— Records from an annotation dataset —
## BEGIN

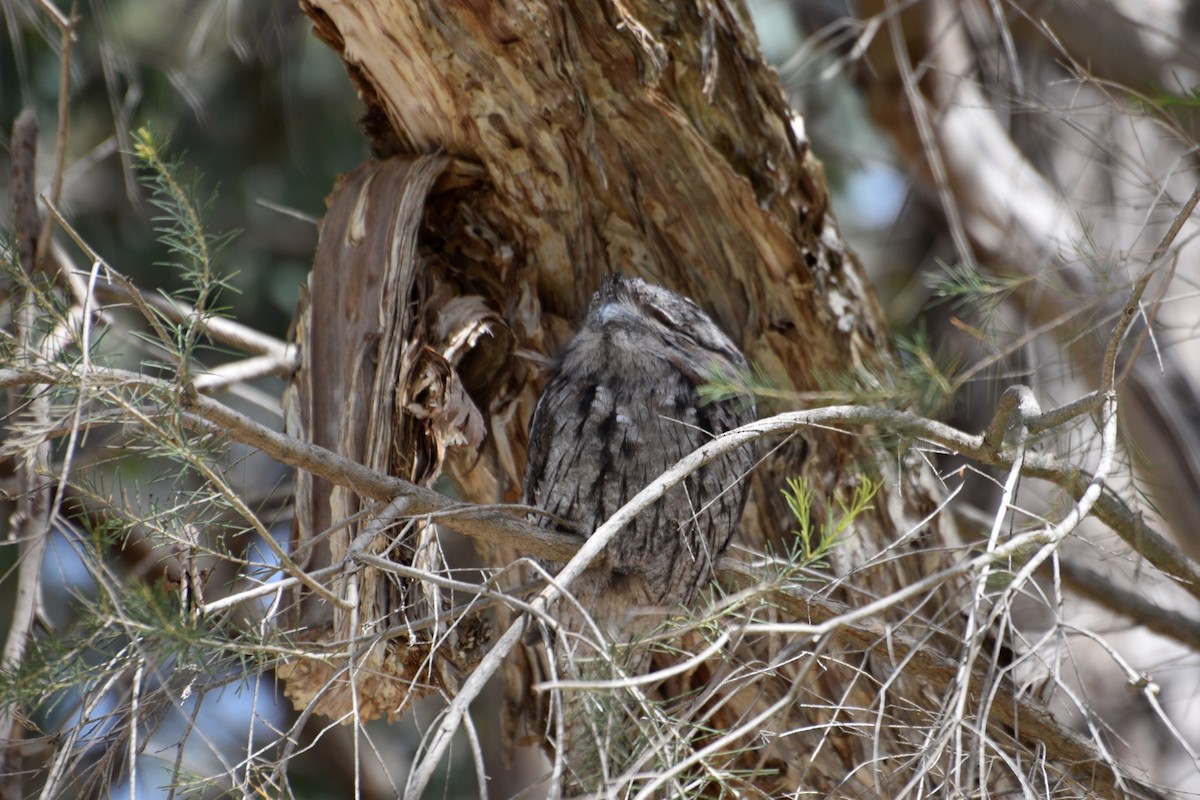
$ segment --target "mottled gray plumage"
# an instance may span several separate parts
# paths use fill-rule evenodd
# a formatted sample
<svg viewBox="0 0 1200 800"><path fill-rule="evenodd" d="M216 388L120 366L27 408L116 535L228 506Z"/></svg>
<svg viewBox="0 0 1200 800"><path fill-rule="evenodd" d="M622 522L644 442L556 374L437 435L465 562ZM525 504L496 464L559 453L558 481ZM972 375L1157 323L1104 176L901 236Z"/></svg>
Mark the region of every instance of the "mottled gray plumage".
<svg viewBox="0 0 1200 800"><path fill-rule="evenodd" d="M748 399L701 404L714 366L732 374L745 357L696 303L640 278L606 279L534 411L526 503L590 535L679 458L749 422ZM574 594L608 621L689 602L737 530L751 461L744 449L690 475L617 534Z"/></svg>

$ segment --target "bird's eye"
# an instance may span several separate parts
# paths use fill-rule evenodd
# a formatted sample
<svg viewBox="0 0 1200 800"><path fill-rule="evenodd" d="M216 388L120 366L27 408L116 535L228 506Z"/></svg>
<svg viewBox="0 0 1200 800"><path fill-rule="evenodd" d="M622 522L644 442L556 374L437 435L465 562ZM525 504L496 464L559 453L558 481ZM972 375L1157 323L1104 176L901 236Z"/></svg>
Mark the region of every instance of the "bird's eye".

## END

— Exercise description —
Update the records from the start through the line containing "399L701 404L714 366L732", both ends included, replacing "mottled gray plumage" with "speckled gray plumage" and leaving everything else unchanged. Omit the pictures from your answer.

— Complete answer —
$ segment --target "speckled gray plumage"
# an instance may span several separate parts
# paths use fill-rule evenodd
# a formatted sample
<svg viewBox="0 0 1200 800"><path fill-rule="evenodd" d="M216 388L120 366L27 408L116 535L228 506Z"/></svg>
<svg viewBox="0 0 1200 800"><path fill-rule="evenodd" d="M622 522L644 442L556 374L437 435L465 562ZM525 504L496 464L559 453L558 481ZM972 375L1157 323L1104 176L901 236Z"/></svg>
Mark the region of every instance of the "speckled gray plumage".
<svg viewBox="0 0 1200 800"><path fill-rule="evenodd" d="M748 399L701 404L714 366L732 374L745 357L696 303L640 278L606 279L534 411L526 503L590 535L679 458L749 422ZM574 594L608 621L689 602L737 530L751 461L744 449L690 475L617 534Z"/></svg>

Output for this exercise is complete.